• [EXERCISE DESCRIPTION]:
Repeat, exactly and alone, every line from the line that contains "Where can the cumulus" to the end of the entries.

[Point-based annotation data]
┌──
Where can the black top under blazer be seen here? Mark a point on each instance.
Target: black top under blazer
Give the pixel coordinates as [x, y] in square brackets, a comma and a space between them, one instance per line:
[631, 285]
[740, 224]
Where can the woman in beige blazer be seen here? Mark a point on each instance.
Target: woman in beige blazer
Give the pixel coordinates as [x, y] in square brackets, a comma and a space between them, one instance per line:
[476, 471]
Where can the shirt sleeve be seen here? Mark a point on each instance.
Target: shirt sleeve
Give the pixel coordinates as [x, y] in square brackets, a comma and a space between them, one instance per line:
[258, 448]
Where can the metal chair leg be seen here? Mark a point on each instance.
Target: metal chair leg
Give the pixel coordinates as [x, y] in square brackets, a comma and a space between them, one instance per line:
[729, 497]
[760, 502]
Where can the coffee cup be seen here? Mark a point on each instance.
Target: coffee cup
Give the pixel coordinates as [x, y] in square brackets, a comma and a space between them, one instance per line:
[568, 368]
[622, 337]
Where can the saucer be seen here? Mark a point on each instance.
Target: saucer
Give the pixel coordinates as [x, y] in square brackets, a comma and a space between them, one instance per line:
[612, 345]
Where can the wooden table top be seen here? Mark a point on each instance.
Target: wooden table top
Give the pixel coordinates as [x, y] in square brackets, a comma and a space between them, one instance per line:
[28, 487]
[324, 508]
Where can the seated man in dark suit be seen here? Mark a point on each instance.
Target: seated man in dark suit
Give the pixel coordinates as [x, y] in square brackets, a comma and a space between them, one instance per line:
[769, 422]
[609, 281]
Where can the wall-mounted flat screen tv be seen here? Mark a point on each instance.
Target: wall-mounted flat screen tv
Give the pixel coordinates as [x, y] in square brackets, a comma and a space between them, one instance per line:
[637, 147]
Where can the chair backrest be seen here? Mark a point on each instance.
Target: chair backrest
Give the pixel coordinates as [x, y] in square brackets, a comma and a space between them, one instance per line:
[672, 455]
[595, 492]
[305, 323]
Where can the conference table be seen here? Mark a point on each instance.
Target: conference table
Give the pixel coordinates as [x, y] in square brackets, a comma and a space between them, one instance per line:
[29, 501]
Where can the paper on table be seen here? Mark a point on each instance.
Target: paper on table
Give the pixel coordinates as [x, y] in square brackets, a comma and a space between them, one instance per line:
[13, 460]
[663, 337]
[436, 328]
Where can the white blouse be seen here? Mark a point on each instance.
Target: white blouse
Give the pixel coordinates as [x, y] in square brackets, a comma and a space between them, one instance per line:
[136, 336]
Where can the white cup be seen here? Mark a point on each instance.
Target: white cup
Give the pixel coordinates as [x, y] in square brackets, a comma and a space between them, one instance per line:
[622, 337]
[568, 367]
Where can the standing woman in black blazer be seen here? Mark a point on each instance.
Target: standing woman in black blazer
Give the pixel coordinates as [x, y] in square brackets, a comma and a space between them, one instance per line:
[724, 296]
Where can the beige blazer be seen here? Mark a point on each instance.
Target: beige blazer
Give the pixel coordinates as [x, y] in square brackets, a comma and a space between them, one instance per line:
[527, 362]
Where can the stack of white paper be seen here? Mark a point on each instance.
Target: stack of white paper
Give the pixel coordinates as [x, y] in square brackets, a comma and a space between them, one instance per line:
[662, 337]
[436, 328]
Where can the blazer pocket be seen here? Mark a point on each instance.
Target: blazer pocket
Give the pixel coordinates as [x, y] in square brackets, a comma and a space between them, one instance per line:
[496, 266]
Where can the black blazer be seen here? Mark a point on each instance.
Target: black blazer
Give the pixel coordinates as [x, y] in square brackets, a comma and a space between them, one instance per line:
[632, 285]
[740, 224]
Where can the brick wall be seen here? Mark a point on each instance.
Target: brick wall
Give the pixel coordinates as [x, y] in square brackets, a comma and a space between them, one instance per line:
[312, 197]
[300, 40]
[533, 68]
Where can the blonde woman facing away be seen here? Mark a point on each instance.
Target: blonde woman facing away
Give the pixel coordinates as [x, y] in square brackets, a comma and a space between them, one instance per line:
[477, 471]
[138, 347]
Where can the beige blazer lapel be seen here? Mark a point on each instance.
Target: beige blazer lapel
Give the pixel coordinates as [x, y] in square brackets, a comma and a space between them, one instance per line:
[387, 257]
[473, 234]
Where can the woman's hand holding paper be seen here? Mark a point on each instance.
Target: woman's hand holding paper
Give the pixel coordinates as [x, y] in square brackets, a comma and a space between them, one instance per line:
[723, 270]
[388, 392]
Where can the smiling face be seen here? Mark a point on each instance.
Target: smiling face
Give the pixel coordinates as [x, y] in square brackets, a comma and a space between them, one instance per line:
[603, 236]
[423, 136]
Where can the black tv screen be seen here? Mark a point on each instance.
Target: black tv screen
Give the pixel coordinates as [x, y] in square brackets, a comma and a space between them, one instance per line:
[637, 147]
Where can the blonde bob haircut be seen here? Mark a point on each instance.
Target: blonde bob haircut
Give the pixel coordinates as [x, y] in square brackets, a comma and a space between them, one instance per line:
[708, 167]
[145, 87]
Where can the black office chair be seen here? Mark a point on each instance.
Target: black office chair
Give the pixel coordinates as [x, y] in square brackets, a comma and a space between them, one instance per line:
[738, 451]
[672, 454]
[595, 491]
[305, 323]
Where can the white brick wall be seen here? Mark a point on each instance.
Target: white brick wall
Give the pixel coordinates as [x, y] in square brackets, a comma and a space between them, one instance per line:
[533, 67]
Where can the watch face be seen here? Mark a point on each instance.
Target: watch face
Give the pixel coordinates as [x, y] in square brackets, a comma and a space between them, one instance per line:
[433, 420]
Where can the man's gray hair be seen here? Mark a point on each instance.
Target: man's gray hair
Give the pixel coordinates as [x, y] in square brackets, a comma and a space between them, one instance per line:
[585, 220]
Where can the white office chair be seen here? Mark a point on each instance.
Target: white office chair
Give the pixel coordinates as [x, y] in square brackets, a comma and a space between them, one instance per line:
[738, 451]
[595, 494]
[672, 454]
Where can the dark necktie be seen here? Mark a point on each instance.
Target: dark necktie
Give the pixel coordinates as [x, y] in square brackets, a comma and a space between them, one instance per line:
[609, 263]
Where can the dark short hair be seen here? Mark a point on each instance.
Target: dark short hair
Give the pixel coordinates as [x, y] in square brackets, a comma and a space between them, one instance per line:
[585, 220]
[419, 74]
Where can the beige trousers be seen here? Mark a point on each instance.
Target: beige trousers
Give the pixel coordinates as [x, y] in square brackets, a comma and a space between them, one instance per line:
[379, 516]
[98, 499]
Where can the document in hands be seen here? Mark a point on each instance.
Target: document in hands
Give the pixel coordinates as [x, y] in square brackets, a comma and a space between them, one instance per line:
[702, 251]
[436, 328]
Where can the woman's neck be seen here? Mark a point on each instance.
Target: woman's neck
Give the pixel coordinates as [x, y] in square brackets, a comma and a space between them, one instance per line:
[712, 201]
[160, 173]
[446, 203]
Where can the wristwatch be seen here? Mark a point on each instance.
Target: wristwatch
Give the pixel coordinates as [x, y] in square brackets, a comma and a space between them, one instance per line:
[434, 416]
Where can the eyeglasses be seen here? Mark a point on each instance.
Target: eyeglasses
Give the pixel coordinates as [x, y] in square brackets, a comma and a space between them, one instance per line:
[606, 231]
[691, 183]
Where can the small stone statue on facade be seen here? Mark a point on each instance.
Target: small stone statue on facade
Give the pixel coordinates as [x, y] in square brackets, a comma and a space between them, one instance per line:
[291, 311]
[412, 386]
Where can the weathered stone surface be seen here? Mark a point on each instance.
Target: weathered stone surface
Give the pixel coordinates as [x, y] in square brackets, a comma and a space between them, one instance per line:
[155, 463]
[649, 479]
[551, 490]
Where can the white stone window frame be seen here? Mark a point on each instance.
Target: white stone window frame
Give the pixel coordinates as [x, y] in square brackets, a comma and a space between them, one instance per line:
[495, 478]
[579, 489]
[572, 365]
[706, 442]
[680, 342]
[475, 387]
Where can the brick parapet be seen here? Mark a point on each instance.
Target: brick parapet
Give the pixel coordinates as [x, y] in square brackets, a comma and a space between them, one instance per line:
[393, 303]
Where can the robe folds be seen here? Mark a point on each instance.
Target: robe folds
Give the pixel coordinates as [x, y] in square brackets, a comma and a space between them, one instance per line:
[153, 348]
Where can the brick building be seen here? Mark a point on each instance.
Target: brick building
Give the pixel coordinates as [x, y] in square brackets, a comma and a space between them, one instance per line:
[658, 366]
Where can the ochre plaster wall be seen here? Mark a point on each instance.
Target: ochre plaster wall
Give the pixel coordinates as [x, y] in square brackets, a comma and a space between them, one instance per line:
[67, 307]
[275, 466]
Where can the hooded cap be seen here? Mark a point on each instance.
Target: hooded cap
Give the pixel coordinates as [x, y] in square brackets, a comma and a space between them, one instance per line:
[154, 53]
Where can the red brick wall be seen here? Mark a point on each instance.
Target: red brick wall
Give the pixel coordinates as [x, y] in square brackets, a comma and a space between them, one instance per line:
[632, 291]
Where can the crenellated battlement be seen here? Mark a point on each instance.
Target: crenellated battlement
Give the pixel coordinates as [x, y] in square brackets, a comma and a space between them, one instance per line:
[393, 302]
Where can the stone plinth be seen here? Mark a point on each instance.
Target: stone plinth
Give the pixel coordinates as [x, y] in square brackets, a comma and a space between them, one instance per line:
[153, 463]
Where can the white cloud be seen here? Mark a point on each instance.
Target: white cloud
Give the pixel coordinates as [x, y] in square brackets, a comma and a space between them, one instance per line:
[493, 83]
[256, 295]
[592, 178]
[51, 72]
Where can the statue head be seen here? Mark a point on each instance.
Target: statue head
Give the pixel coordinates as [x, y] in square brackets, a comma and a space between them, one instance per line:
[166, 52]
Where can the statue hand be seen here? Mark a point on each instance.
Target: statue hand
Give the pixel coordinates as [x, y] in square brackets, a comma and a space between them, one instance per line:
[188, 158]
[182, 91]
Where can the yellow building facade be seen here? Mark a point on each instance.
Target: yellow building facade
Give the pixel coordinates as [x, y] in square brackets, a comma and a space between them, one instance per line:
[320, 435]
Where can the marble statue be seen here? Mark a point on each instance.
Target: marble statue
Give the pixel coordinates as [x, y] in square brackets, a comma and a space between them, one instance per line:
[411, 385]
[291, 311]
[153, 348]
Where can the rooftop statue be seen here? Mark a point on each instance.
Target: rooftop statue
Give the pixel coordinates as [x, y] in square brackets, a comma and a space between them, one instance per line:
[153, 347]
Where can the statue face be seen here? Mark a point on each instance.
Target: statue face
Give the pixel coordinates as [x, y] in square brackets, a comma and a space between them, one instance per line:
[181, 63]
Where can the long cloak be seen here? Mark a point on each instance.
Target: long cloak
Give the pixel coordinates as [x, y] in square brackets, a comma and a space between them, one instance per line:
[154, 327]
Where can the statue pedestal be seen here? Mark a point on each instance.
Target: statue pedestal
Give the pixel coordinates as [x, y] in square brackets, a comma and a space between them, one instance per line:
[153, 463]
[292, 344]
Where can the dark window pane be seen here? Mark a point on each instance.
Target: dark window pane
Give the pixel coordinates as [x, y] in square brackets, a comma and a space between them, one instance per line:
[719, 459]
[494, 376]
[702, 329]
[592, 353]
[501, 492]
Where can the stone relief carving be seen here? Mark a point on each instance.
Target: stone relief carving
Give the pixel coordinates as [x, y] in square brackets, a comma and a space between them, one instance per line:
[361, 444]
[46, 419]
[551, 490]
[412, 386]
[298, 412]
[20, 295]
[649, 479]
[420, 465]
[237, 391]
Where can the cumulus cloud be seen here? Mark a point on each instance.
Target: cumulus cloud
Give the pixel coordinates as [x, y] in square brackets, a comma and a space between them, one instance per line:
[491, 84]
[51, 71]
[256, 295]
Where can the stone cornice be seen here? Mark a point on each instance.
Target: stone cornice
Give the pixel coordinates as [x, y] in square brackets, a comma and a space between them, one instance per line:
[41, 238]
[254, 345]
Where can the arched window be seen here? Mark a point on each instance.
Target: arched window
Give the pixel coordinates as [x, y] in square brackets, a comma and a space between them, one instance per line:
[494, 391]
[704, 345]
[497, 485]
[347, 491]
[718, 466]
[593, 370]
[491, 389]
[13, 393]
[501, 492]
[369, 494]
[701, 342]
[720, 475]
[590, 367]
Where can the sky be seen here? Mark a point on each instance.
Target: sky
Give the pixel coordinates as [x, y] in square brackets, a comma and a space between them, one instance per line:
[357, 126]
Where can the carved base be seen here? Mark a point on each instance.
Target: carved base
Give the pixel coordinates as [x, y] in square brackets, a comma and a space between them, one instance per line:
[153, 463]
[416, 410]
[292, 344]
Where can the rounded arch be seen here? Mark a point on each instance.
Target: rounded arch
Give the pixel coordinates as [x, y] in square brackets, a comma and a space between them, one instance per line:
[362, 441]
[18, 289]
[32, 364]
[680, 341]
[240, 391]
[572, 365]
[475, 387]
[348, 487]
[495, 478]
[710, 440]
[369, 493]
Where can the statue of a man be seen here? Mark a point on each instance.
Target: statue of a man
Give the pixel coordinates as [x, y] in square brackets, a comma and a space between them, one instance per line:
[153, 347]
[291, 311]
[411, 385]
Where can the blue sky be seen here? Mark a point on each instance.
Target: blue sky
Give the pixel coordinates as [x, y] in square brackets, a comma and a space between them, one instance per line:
└──
• [FINISHED TASK]:
Where can the cumulus cloud be seen here? Mark a point on each instance.
Target: cumulus cloud
Give the pixel coordinates as [x, y] in square brackets, a comma and a space between them, one instance per line:
[491, 84]
[51, 71]
[256, 295]
Where can the stone cornice be seen here? Mark a point on each instance.
Target: stone cornice
Give the pixel coordinates as [x, y] in square brackets, a comma and a space between them, one instance per line:
[41, 238]
[254, 345]
Where can the arched window be seen here? Mark a point on each instance.
Target: arched window
Give the pixel coordinates as [x, y] in square brackets, a comma and a space between them, one instance per line:
[494, 391]
[704, 345]
[497, 485]
[347, 491]
[718, 466]
[593, 370]
[491, 389]
[13, 393]
[501, 492]
[369, 494]
[701, 342]
[720, 475]
[590, 367]
Where can the sky be seen here? Mark a point on each instance.
Target: sky
Give the pixel coordinates as [x, y] in square brackets, a comma and a space between them, one instance per line:
[357, 126]
Where can the carved base be seen here? Mark a point on each instance.
Target: carved base
Give the pixel coordinates as [x, y] in square brackets, a comma and a space between them, one instance per line:
[153, 463]
[416, 410]
[292, 344]
Where can the rounded arch be seen here? Mark a point on each instance.
Target: rounded arch
Give the pixel coordinates as [x, y] in square brackets, a comma and a space between them, one instance per line:
[362, 441]
[18, 289]
[32, 364]
[680, 341]
[240, 391]
[572, 365]
[475, 387]
[348, 487]
[495, 478]
[710, 440]
[369, 493]
Where can the statue of a man be seen here? Mark a point on each instance.
Target: statue of a man
Give the pixel coordinates as [x, y] in square brackets, a comma and a space between them, one instance per line:
[153, 347]
[291, 311]
[411, 385]
Where can the blue sky be seen here? Mark a point on each instance.
Target: blue sky
Give the pixel coordinates as [x, y] in square brackets, a comma and a space between them, one instance per line:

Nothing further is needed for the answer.